→ Task statement
Write out the whole listing again, exactly.

→ Items
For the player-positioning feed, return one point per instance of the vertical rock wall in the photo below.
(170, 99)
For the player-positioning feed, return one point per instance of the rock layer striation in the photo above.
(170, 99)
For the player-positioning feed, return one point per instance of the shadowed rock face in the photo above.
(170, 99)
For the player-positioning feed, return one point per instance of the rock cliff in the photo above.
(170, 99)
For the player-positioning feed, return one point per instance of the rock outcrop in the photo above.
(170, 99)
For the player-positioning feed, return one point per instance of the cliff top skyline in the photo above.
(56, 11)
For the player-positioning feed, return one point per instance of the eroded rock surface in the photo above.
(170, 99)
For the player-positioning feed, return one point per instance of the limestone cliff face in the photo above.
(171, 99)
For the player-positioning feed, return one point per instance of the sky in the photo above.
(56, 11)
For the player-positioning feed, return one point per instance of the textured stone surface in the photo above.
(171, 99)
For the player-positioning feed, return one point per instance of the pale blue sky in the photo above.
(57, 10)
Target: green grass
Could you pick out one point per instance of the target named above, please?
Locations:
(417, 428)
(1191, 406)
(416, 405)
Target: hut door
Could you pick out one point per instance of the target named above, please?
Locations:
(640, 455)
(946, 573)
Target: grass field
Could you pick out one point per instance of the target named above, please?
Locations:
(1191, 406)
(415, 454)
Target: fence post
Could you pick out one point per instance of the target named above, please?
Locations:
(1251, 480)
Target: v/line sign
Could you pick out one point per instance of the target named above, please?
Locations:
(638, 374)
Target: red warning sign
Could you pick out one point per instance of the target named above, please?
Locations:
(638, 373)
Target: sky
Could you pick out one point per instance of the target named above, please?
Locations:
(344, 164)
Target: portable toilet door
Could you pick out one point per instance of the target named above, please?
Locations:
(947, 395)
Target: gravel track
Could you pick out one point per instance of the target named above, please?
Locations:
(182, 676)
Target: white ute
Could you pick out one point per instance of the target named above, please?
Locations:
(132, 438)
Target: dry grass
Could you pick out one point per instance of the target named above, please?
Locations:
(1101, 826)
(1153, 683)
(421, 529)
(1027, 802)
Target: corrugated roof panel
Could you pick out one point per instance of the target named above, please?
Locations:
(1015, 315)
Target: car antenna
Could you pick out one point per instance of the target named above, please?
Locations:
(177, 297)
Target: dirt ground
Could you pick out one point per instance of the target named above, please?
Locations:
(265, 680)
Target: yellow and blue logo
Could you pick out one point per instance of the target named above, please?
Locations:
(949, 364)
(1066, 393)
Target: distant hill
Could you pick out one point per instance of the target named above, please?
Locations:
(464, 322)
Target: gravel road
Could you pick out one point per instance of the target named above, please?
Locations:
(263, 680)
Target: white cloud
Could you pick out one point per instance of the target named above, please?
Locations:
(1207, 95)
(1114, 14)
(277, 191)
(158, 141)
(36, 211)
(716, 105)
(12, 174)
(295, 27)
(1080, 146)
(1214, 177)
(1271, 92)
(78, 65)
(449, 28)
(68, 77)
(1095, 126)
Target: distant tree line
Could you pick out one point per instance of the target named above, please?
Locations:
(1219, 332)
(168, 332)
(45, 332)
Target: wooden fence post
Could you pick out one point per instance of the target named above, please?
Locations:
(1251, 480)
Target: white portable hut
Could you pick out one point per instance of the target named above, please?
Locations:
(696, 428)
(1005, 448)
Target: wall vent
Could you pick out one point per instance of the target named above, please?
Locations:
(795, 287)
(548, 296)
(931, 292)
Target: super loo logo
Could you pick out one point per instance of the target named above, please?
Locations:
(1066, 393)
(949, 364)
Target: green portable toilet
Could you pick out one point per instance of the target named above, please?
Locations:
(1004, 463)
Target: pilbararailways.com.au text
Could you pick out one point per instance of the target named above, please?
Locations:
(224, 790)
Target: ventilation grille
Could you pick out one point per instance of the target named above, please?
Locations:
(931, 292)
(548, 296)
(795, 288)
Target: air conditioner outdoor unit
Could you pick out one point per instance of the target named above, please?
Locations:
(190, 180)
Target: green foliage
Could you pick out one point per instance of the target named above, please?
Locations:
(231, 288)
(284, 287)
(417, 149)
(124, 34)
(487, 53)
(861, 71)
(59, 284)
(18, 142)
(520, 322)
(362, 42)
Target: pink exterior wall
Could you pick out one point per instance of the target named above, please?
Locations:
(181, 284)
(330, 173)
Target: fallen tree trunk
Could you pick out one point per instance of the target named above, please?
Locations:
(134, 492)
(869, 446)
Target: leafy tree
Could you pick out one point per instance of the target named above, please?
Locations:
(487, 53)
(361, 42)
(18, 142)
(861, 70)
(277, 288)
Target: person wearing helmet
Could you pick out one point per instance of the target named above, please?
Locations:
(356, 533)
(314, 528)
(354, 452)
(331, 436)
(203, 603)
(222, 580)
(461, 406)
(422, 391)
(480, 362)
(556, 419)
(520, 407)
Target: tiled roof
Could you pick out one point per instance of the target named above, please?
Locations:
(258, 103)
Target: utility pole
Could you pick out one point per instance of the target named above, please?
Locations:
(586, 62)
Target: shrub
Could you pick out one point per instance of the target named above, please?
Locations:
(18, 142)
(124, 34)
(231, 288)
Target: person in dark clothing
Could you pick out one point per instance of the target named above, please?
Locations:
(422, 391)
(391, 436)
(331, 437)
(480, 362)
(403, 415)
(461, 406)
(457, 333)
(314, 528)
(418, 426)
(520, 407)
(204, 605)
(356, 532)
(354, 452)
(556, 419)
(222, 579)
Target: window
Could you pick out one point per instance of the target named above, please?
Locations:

→ Response
For the player-positioning feed, return one point per instance of the vertical rock wall in the photo below.
(170, 99)
For the player-positioning feed, return one point per instance of the rock layer striation in the photo above.
(170, 99)
For the player-positioning feed, return one point per instance of the shadowed rock face in the photo above.
(170, 99)
For the player-positioning feed, return one point per instance of the rock cliff in the photo above.
(170, 99)
For the player-positioning feed, return one point per instance of the rock outcrop in the photo above.
(170, 99)
For the player-positioning feed, return one point per instance of the cliff top skyline in the photo above.
(56, 11)
For the player-positioning feed, return one point per instance of the eroded rock surface in the photo above.
(170, 99)
For the player-positioning feed, return one point per instance of the limestone cliff face in the photo above.
(171, 99)
For the player-positioning feed, return one point per instance of the sky in the photo above.
(56, 11)
For the player-positioning feed, return one point per instance of the textured stone surface in the photo above.
(171, 99)
For the player-positioning feed, return one point per instance of the pale blue sky in the photo above.
(57, 10)
Target: green grass
Could you pick out one point per instance of the target named above, please?
Locations:
(417, 428)
(1191, 406)
(416, 405)
Target: hut door
Could you pick out one point per instance of the target named above, please?
Locations:
(640, 455)
(946, 573)
Target: grass field
Could you pick out one point per instance of the target named above, please?
Locations:
(1191, 406)
(415, 454)
Target: fence post
Could you pick out one point per instance of the target named above, please?
Locations:
(1251, 480)
Target: v/line sign
Could you pick out one point per instance of the target named above, please?
Locations:
(638, 374)
Target: red warning sign
Could you pick out one point per instance of the target named above, please?
Locations:
(638, 373)
Target: sky
Could you pick out one point per instance of the target named above, please?
Locations:
(344, 164)
Target: portable toilet door
Could you pick out one point per instance of the target named above, please?
Locations:
(947, 395)
Target: gravel track
Could you pick out one point per instance of the target named above, please?
Locations:
(182, 676)
Target: white ute
Could you pick out one point per instance of the target named above, please?
Locations:
(132, 438)
Target: dry grass
Could you pick out one point per instance of the target named above, please?
Locations:
(1101, 826)
(1153, 683)
(421, 529)
(1027, 802)
Target: corrugated roof panel
Could you pick out one point per instance of the target named above, please?
Locations:
(1015, 315)
Target: car antenna
Could you pick out one point per instance of the target named above, please?
Locations:
(177, 297)
Target: dirt ground
Could you pick out one point per instance of the target named above, please?
Locations:
(265, 680)
Target: yellow and blue logo
Could you pick out one point per instance of the target named above, please?
Locations:
(949, 364)
(1066, 393)
Target: distant hill
Could you pick out one point per instance of the target named above, please?
Locations:
(464, 322)
Target: gravel road
Could you pick out one point per instance of the target named above, please?
Locations:
(263, 680)
Target: white cloud
Could you pick out one point per instance of the target named above, please?
Locations:
(1207, 95)
(1114, 14)
(277, 191)
(158, 141)
(36, 211)
(716, 105)
(12, 174)
(295, 27)
(1080, 146)
(1214, 177)
(1271, 92)
(78, 65)
(449, 28)
(68, 77)
(1095, 126)
Target: distant tree line
Could you pick out one point per instance of the target named above, please?
Locations:
(1219, 332)
(168, 332)
(45, 332)
Target: wooden fence post
Could you pick out one point per instance of the target named above, please?
Locations:
(1251, 480)
Target: white portable hut
Could you pick out one point per instance of the target named above, please?
Locations:
(696, 428)
(1005, 448)
Target: wall vent
Could you pick out one point per instance of the target named above, please?
Locations:
(795, 287)
(548, 296)
(931, 292)
Target: super loo logo
Could you pick out one point per instance of the target named above, please?
Locations:
(1066, 393)
(949, 364)
Target: green portable toilet
Could you pick out one point per instance of the target named above, please?
Locations:
(1004, 463)
Target: pilbararailways.com.au text
Could you pick out one point per instance of the target named above, please?
Locations:
(224, 790)
Target: ventilation grille
Could you pick out one point per instance of the target named above, please?
Locations:
(931, 292)
(548, 296)
(795, 288)
Target: air conditioner outdoor unit
Could you pick out one point per instance of the target named above, please?
Locations:
(190, 180)
Target: green foliage
Could you pick out one point per instance of the target named above, please?
Locations:
(231, 288)
(284, 287)
(417, 149)
(124, 34)
(487, 53)
(861, 71)
(59, 284)
(18, 142)
(520, 322)
(362, 42)
Target: pink exterior wall
Could you pick out one point per instance of the target named above, please?
Locations:
(181, 284)
(330, 173)
Target: fallen tree trunk
Could you pick out one point per instance of the target named above, please?
Locations:
(134, 492)
(869, 446)
Target: leafy tree
Could you pick out one point per instance of the target named above, please?
Locations:
(487, 53)
(361, 42)
(18, 142)
(861, 70)
(277, 288)
Target: person wearing helmet
Could you pick out one point per instance of the target named above, please?
Locations:
(356, 533)
(314, 528)
(354, 452)
(331, 436)
(203, 603)
(222, 580)
(461, 406)
(422, 391)
(480, 362)
(556, 419)
(520, 407)
Target: tiled roof
Could you pick out one point per instance of the target named above, please?
Locations:
(258, 103)
Target: utility pole
Could you pick out one point per instance of the target named above, please?
Locations:
(586, 62)
Target: shrub
Could you pick out one point per instance of the target named above, please?
Locations:
(18, 142)
(124, 34)
(231, 288)
Target: person in dark clothing
Could you pick out one point per instance of the target named above, please?
Locations:
(422, 391)
(391, 436)
(331, 437)
(480, 362)
(403, 415)
(461, 406)
(457, 333)
(314, 528)
(418, 426)
(520, 407)
(204, 605)
(356, 532)
(354, 452)
(556, 419)
(222, 579)
Target: window
Could you pick out one point per instance of the target named above, please?
Locations:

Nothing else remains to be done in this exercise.